__DESCRIPTION OF THE TASK__
Extract, from the listing that follows, each line containing the word "patterned".

__RECORDS TO USE__

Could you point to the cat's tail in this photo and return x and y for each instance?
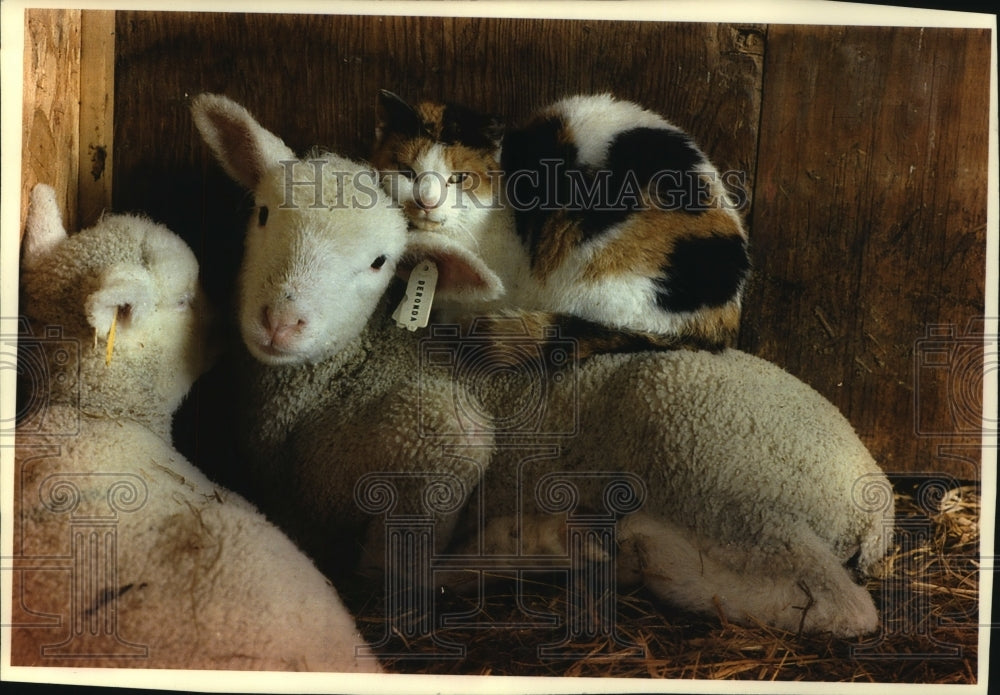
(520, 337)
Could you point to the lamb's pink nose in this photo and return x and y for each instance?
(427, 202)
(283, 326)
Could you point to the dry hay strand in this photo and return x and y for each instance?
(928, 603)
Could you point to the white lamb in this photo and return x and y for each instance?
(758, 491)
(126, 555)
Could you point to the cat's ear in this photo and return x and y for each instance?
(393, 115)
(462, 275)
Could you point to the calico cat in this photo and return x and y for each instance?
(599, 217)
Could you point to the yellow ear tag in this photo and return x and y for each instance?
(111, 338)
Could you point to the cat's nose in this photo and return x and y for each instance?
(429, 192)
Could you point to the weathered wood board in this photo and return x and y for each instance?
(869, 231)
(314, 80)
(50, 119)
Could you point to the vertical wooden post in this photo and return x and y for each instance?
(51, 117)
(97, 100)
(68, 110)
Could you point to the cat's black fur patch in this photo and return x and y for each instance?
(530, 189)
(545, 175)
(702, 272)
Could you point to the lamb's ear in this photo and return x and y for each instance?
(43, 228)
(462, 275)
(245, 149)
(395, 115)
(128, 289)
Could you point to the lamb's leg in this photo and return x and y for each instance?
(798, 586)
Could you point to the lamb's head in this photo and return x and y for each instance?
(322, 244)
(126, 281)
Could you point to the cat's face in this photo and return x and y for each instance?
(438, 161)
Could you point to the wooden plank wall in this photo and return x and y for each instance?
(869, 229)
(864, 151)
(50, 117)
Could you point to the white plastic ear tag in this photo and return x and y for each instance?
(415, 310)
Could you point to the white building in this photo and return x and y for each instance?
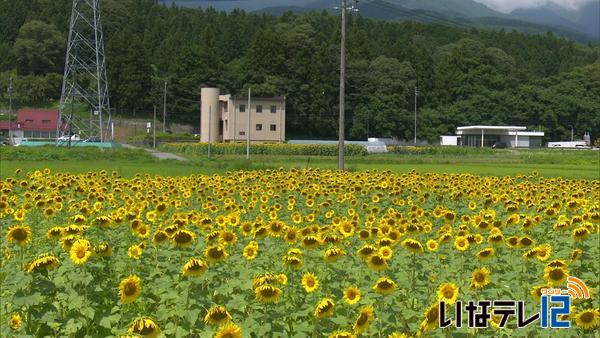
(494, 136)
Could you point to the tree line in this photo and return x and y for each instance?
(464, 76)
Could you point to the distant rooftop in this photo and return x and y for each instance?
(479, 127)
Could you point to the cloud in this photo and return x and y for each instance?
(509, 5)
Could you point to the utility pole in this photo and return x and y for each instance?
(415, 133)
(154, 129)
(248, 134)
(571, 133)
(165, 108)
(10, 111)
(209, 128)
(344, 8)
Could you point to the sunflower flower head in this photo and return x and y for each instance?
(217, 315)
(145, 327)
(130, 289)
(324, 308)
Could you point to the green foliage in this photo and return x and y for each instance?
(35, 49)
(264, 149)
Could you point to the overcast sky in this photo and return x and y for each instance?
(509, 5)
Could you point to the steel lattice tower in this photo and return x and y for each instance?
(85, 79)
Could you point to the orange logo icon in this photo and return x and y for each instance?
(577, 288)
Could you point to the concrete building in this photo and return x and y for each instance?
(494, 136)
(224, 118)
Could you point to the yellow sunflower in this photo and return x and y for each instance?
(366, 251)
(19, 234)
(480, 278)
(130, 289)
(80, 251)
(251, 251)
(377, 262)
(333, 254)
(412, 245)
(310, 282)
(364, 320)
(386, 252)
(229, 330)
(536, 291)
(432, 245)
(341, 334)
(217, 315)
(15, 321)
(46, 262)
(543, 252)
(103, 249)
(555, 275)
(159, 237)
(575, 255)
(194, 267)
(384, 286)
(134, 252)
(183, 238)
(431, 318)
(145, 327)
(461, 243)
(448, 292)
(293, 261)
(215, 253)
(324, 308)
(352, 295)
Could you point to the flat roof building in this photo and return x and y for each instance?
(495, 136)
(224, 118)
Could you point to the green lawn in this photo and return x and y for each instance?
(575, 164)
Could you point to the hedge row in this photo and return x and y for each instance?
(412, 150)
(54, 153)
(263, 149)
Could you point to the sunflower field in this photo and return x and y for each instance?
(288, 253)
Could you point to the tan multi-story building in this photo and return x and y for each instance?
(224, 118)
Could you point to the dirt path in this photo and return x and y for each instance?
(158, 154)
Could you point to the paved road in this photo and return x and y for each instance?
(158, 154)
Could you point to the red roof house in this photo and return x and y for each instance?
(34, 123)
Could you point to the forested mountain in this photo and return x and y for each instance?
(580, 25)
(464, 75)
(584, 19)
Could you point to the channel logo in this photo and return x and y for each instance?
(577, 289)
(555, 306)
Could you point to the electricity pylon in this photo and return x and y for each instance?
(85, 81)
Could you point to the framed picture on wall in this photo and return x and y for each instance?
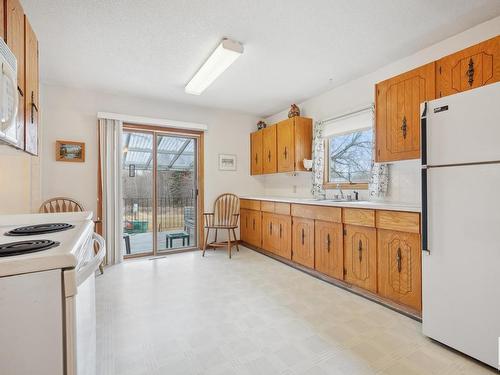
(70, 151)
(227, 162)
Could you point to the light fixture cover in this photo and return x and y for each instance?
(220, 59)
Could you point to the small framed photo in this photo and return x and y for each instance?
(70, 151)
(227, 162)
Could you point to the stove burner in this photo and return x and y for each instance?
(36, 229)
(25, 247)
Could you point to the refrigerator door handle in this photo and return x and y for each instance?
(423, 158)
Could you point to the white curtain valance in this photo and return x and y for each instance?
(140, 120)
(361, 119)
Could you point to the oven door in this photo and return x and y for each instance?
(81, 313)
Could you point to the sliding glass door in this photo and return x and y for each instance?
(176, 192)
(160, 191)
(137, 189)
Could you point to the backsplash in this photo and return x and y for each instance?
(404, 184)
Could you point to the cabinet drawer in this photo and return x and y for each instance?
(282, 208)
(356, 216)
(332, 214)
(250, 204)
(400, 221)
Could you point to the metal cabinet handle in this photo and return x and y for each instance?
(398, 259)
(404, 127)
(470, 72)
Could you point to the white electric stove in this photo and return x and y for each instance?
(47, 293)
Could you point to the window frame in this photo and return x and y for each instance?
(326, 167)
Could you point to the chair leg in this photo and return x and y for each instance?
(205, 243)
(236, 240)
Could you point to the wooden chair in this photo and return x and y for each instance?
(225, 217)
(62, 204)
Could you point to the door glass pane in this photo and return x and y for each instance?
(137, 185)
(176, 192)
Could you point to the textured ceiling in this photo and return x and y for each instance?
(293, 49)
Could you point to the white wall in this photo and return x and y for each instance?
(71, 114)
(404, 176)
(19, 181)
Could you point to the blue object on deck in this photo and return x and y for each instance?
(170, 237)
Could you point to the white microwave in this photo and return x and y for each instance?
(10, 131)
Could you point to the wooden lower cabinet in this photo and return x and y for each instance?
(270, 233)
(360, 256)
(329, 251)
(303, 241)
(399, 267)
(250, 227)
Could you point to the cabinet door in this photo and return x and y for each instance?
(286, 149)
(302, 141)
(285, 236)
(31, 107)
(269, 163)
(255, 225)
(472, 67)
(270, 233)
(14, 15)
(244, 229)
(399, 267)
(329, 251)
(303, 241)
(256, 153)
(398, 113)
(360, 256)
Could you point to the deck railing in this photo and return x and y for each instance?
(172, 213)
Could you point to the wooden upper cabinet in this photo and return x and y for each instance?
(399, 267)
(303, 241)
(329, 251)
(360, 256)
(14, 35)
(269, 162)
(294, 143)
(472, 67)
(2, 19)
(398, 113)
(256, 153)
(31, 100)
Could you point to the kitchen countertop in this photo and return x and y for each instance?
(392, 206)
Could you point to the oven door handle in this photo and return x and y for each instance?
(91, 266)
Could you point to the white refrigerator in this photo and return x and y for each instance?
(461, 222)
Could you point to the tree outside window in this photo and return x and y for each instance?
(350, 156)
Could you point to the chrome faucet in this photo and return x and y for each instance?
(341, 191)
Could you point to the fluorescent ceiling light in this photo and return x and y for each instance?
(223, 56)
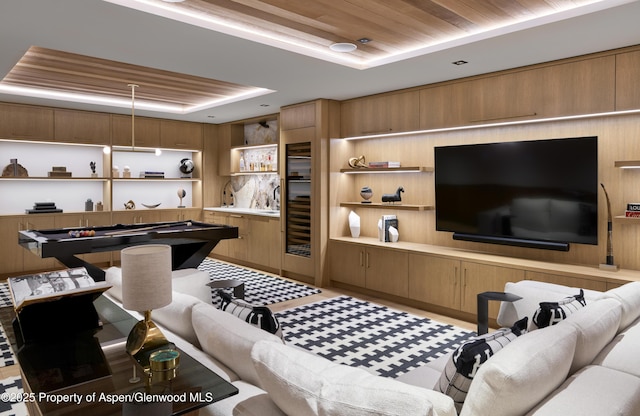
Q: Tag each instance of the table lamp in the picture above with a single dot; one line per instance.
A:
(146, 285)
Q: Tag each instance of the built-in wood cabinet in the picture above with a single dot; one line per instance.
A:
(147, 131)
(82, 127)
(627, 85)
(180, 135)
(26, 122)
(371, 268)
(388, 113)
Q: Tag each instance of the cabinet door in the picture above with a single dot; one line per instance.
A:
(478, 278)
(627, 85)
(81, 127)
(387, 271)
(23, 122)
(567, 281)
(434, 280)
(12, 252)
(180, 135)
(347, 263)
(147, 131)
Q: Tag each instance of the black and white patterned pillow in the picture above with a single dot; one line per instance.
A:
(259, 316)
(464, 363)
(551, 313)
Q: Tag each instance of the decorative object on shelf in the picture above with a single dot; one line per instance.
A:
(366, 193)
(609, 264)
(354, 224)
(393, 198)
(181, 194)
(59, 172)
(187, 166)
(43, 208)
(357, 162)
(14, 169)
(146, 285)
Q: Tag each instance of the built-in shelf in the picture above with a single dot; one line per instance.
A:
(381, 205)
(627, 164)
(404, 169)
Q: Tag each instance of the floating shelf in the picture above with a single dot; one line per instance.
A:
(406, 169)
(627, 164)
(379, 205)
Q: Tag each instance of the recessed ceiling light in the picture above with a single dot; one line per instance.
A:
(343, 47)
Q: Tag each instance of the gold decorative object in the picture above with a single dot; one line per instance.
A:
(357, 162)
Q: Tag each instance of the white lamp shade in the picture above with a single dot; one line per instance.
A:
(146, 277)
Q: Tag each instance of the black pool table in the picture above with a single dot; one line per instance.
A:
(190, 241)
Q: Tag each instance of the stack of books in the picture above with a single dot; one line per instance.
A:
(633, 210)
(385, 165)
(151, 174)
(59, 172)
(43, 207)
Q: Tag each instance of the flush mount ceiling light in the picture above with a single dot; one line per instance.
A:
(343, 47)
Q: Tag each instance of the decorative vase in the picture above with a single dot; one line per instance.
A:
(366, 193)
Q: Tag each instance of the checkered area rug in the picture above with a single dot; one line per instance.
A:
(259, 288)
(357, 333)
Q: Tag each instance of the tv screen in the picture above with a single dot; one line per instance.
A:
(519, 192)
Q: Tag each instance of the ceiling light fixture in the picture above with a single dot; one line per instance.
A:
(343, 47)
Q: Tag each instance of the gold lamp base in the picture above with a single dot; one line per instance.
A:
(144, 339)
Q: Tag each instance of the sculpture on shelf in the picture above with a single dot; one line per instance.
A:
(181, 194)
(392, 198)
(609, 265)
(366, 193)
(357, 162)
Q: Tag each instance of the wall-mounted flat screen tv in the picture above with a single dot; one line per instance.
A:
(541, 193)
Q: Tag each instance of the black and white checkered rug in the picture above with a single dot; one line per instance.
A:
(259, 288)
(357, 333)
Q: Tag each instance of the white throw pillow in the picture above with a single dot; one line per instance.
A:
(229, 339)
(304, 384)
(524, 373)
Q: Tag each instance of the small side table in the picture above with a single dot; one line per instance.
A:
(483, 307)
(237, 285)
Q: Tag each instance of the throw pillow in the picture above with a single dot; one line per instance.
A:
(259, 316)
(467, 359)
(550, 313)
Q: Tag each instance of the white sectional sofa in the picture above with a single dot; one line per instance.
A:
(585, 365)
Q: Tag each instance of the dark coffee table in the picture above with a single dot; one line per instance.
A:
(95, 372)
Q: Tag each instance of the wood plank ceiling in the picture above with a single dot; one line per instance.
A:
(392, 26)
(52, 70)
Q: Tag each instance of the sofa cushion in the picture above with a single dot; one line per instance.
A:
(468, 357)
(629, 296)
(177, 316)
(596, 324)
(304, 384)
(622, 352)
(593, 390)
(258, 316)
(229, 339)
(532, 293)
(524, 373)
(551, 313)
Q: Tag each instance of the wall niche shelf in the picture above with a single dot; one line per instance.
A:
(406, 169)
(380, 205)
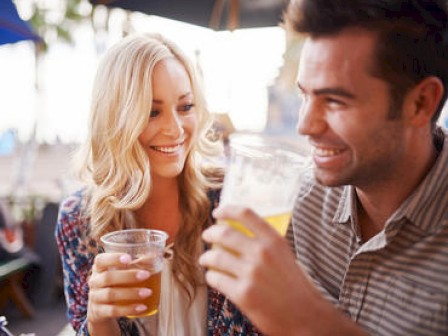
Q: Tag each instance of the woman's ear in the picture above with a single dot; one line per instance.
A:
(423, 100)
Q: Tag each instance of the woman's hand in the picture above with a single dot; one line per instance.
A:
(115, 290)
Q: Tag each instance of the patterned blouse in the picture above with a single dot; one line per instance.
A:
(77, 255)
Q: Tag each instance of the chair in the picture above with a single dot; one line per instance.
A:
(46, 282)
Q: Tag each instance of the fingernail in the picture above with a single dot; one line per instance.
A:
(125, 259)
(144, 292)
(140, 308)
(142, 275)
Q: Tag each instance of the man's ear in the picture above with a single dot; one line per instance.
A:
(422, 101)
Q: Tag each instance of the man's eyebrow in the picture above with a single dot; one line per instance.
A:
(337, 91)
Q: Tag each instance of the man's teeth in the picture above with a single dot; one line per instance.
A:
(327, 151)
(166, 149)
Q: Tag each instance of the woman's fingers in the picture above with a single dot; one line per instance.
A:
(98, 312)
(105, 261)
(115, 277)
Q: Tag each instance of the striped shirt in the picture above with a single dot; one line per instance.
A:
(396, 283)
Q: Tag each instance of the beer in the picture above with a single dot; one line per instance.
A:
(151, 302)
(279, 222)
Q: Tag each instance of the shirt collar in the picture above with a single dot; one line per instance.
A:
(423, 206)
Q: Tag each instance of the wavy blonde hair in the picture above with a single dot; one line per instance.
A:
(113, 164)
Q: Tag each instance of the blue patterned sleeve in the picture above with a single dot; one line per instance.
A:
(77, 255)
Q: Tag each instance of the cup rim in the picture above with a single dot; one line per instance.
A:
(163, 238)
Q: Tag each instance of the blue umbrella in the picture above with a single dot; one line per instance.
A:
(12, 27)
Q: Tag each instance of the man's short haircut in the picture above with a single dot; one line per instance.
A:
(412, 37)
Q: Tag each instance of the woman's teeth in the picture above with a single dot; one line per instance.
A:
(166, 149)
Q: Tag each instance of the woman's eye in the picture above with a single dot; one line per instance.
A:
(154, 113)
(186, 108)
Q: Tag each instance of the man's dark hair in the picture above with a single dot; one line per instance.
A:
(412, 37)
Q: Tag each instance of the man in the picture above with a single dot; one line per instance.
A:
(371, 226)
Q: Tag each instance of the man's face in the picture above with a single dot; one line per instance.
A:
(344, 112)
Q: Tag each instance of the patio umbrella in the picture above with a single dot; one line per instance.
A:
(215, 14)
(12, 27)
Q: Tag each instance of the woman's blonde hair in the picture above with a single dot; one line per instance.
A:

__ANSWER SECTION__
Q: Tag each instance of the black and white patterned pillow in the picture above with a single dot; one line per instance.
Q: Tag each instance of the patterned blouse in the picture above with a single dot; one line per instance.
Q: Tag each instance of the blue patterned sleeve in the picture above with a single dot; one line per instance.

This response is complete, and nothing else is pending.